DOCUMENT EXTRACT
□ □ □ □
Former Raider, Carolina Hurricane trainer Friesen to be inducted into Prince Albert Sports Hall of Fame

Photo from Pete Friesen’s Twitter account. Longtime Hartford Whalers and Carolina Hurricanes athletic therapist Pete Friesen (left) celebrates Carolina’s Stanley Cup win over the Edmonton Oilers with sons Jack and Chad, and daughter Taylor in 2006.

One of the longest tenured Athletic Therapists in the National Hockey League has roots in Prince Albert and will be recognized this Saturday.

Pete Friesen spent over 20 years with the Hartford Whalers/Carolina Hurricanes franchise beginning in the 1996-1997 season.

He says he is honored to be inducted into the Prince Albert Sports Hall of Fame.

“Anytime you get recognized for 43 years in your body of work, it’s pretty special. Getting recognized by the people you grew up with, and obviously that’s where I got my mindset that led me to my career, so, (makes it) probably the most special award that I can think of.”

Friesen graduated from Carlton Comprehensive High School in 1976 and received his bachelor’s degree in physical education and education from Bemidji State University in Minnesota. He would complete his postgrad studies at the University of Saskatchewan in Sports Medicine and Physical Therapy.
□ □ □ □
MATERIAL SHOWN
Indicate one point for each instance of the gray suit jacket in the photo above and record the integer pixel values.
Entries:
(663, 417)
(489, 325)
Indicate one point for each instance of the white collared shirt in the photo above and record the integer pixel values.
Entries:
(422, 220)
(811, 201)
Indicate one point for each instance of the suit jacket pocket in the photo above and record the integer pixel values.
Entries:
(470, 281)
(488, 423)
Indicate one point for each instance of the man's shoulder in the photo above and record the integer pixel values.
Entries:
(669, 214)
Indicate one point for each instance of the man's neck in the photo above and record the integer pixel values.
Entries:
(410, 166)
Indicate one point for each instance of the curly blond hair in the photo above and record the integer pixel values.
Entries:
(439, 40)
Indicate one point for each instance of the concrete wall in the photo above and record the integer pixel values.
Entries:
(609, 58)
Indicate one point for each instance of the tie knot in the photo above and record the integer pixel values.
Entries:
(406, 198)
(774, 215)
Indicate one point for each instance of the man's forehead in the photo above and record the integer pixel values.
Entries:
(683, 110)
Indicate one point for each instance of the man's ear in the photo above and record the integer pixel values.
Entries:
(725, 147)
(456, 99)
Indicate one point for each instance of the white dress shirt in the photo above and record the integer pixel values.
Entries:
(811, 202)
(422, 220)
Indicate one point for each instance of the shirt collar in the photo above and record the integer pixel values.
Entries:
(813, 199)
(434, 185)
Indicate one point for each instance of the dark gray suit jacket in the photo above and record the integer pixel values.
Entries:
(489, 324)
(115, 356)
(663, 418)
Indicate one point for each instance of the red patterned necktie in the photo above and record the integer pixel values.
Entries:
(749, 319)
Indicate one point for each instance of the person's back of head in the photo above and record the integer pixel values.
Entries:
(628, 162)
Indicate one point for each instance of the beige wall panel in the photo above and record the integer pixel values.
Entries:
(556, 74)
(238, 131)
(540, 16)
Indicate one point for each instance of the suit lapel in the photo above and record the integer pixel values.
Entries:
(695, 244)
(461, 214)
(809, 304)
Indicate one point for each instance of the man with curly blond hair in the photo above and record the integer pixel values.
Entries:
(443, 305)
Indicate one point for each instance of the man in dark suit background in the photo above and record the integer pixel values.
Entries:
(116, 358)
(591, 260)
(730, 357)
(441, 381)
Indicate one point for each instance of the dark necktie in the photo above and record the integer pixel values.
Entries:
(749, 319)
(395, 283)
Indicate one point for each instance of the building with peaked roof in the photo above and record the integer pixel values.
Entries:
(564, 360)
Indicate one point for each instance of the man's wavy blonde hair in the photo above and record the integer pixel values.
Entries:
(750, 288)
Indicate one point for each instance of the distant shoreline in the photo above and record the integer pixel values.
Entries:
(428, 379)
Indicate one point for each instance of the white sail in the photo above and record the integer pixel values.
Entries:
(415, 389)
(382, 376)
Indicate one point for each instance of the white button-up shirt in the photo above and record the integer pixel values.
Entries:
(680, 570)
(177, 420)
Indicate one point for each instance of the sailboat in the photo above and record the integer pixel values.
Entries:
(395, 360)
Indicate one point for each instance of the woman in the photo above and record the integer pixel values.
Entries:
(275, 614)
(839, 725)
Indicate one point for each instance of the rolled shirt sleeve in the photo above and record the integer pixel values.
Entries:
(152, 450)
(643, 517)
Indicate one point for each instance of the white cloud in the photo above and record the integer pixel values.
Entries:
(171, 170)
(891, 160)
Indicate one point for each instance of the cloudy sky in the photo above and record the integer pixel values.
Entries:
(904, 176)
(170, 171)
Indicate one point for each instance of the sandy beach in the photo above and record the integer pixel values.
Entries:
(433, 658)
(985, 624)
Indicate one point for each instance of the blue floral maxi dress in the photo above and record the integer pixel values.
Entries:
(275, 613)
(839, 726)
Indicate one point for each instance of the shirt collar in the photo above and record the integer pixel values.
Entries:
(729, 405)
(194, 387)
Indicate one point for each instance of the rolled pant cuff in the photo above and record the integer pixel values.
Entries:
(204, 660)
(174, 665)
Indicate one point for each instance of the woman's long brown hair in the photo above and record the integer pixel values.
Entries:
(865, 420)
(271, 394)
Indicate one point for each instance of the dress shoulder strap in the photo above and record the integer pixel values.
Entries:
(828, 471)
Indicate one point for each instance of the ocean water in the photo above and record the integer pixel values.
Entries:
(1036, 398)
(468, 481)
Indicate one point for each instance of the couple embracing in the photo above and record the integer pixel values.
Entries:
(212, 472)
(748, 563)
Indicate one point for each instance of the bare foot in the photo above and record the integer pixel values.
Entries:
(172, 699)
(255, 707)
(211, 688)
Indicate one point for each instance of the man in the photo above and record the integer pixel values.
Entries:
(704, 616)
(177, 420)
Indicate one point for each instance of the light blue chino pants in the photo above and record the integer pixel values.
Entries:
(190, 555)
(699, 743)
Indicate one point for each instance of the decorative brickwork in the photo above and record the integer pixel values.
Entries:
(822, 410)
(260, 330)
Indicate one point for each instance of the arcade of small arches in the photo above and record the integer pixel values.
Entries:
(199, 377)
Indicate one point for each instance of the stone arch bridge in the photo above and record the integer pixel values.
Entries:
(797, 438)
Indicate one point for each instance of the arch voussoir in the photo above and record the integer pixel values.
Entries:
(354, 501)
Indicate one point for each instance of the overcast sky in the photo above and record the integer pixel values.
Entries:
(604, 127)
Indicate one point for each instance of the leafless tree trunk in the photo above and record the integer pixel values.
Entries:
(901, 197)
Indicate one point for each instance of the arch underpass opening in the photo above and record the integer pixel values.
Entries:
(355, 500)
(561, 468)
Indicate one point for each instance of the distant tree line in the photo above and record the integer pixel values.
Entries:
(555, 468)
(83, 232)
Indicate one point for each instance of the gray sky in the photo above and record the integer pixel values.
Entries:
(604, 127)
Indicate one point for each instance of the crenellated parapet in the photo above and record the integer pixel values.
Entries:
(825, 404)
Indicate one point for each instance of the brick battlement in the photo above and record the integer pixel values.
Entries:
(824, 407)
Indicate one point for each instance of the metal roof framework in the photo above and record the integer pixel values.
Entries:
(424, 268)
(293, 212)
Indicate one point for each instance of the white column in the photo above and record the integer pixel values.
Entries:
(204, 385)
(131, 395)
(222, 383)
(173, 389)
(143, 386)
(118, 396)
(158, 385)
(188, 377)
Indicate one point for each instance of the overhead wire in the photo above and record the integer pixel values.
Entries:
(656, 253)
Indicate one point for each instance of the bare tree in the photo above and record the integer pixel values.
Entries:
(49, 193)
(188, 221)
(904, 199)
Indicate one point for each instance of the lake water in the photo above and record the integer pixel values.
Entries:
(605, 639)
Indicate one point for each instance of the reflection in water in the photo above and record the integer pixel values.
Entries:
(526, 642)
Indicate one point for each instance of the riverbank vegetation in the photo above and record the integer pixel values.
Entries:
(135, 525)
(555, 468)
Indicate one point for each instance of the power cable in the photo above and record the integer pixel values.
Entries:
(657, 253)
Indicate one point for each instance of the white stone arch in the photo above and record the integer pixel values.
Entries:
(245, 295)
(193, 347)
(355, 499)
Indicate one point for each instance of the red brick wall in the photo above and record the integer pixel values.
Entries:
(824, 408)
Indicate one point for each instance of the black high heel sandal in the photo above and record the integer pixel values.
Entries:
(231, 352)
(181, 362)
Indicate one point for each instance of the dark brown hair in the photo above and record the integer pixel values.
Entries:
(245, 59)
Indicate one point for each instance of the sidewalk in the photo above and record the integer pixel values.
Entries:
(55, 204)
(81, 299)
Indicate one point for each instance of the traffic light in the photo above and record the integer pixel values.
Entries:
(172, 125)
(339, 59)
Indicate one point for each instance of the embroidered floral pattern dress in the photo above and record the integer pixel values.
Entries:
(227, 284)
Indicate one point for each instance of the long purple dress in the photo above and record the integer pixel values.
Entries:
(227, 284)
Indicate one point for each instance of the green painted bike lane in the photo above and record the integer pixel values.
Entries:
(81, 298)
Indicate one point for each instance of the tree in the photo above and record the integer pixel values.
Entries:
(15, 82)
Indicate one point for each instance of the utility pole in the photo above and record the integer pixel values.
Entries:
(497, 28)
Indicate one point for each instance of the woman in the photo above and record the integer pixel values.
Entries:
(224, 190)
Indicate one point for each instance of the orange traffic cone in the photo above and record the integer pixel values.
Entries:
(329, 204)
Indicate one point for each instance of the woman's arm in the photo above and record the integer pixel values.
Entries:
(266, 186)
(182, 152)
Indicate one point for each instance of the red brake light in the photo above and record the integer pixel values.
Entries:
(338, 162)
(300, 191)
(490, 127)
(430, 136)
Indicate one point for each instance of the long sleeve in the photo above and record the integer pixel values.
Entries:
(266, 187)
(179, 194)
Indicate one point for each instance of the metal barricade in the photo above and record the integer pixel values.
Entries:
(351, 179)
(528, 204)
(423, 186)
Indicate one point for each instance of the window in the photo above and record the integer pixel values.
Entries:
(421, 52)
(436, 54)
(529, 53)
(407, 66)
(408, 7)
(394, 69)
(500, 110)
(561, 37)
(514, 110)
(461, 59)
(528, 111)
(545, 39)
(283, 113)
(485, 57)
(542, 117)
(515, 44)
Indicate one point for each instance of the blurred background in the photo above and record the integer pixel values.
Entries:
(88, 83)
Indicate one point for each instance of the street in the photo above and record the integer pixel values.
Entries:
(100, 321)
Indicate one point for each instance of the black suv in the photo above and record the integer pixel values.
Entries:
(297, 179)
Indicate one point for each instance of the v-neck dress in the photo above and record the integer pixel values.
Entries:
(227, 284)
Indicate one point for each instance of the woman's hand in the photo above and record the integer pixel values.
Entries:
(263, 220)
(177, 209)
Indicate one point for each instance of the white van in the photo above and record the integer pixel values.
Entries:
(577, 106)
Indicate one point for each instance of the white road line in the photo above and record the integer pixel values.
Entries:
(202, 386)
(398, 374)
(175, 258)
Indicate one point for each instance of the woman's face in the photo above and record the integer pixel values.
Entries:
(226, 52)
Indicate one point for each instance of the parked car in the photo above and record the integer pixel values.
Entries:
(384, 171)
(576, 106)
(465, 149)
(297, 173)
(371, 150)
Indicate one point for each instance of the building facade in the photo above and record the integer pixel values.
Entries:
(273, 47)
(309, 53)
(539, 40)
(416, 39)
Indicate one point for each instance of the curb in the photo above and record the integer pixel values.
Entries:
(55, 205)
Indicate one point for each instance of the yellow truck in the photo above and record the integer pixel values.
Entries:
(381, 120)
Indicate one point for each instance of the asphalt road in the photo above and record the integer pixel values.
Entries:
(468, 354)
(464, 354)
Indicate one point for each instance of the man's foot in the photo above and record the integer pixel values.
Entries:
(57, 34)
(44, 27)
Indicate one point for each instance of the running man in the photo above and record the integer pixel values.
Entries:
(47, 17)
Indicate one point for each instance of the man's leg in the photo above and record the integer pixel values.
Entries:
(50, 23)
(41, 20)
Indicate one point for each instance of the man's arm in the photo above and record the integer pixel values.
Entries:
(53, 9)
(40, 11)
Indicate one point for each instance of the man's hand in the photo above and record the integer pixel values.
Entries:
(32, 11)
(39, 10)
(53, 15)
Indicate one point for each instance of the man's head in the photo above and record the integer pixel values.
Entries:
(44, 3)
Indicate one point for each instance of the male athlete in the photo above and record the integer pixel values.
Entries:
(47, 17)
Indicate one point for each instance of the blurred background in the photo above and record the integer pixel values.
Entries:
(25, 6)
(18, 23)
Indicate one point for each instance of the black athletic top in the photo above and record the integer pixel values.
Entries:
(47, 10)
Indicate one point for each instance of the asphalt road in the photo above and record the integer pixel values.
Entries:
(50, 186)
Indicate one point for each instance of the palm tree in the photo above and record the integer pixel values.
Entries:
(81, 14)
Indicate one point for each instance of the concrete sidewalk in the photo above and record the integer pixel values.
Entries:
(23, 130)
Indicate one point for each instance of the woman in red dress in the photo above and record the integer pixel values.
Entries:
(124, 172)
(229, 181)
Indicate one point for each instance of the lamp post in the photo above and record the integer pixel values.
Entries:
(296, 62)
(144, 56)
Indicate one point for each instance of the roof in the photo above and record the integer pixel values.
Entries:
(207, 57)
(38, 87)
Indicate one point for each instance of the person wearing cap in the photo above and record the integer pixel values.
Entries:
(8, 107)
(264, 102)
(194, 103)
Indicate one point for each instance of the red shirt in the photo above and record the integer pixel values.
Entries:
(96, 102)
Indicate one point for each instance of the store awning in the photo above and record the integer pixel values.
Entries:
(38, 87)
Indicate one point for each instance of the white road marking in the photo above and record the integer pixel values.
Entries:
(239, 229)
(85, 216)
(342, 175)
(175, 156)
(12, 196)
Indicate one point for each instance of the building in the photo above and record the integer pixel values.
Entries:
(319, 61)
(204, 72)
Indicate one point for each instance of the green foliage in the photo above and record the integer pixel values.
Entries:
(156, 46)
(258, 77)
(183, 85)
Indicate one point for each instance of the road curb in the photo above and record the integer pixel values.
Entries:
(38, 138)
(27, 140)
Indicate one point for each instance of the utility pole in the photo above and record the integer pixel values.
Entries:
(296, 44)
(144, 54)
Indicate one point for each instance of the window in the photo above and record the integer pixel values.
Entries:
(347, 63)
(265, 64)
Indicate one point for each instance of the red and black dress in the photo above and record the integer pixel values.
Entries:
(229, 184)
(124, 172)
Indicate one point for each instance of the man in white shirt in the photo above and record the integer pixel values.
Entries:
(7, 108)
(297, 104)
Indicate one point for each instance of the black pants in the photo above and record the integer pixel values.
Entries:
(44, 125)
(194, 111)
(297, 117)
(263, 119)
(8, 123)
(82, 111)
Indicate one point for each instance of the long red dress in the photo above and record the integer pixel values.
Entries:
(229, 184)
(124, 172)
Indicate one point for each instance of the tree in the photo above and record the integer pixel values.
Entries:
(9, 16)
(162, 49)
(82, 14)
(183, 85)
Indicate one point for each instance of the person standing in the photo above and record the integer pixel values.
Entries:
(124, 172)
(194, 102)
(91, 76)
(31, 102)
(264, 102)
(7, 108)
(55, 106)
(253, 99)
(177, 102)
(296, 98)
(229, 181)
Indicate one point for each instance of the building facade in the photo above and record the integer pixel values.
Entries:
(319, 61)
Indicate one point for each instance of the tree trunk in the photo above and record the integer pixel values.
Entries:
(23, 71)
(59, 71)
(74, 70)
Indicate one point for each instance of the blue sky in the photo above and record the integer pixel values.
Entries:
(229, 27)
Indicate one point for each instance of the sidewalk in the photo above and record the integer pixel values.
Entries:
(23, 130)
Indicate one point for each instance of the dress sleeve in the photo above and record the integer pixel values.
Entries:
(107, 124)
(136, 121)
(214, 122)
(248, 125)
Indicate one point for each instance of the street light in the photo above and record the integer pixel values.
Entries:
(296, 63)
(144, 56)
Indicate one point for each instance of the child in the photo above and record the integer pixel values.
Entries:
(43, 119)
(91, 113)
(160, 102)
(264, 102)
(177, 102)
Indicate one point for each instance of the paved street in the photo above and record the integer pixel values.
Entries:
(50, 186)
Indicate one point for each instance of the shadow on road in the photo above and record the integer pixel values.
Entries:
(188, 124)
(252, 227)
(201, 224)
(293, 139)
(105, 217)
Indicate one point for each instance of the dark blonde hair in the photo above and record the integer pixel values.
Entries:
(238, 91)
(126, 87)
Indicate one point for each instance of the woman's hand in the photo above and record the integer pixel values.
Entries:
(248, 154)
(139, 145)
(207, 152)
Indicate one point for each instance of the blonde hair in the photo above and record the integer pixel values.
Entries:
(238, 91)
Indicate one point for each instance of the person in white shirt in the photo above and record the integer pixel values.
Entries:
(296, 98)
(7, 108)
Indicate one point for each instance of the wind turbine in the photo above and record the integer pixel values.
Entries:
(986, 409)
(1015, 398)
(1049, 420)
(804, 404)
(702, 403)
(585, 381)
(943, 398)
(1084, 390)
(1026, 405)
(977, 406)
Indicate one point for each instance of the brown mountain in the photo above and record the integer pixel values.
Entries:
□ □ □ □
PROBLEMS TO WORK ON
A – Which schools does the article on Pete Friesen's Hall of Fame induction name as places he studied?
B – Resume the article on Pete Friesen's Hall of Fame induction from where it stops.
You won't need the lines to do any of this.

RESPONSES TO THE TASKS
A – Carlton Comprehensive High School, Bemidji State University, and the University of Saskatchewan.

B –
From 1980-1982, Friesen worked with both the U of S Huskies and Prince Albert Raiders while also teaching at Carlton. He joined Raider head coach Terry Simpson with Team Canada at the 1985 World Junior Hockey Championships and came home with a gold medal.

Friesen gives Simpson and the Raiders a lot of credit for helping his career.

“My beginnings in sports medicine was with the 1980 Prince Albert Raiders and they gave me my first job in ice hockey under Terry Simpson and I didn’t actually know how to skate. I was very green to the sport, although I knew how to tape an ankle better than anyone. I thought it was just being cheap, but he allowed me to be the equipment manager, the trainer, the physio, and even if I wanted to: the bus driver.

“I thought, ‘Wow, that’s pretty diverse’. What happened is that I carried a lot of those job hats through my whole career. I’m pretty much the only person that was ever the head strength coach, the trainer and massage therapist for a professional hockey team. So, I got that sort of those job descriptions from Terry.”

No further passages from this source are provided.